WHAT TO PRODUCE: Your reply should contain only the line with "rough mask: <svg" and the lines after it through the end of the data, each written out exactly.

ENTRIES SUPPLIED:
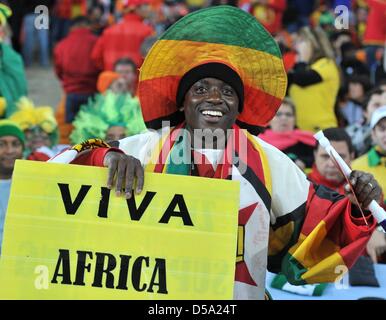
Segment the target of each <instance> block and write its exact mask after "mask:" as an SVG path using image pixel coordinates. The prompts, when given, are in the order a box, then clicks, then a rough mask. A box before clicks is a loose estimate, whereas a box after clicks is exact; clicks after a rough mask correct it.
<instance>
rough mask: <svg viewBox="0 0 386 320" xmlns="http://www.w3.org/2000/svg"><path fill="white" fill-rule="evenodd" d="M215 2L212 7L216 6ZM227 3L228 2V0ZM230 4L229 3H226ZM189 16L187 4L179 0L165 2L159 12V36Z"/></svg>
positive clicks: (157, 27)
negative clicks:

RESULT OF THE TASK:
rough mask: <svg viewBox="0 0 386 320" xmlns="http://www.w3.org/2000/svg"><path fill="white" fill-rule="evenodd" d="M215 2L212 7L216 6ZM227 3L228 2V0ZM230 4L229 3H226ZM189 16L187 4L179 0L165 2L159 12V36Z"/></svg>
positive clicks: (157, 27)
negative clicks:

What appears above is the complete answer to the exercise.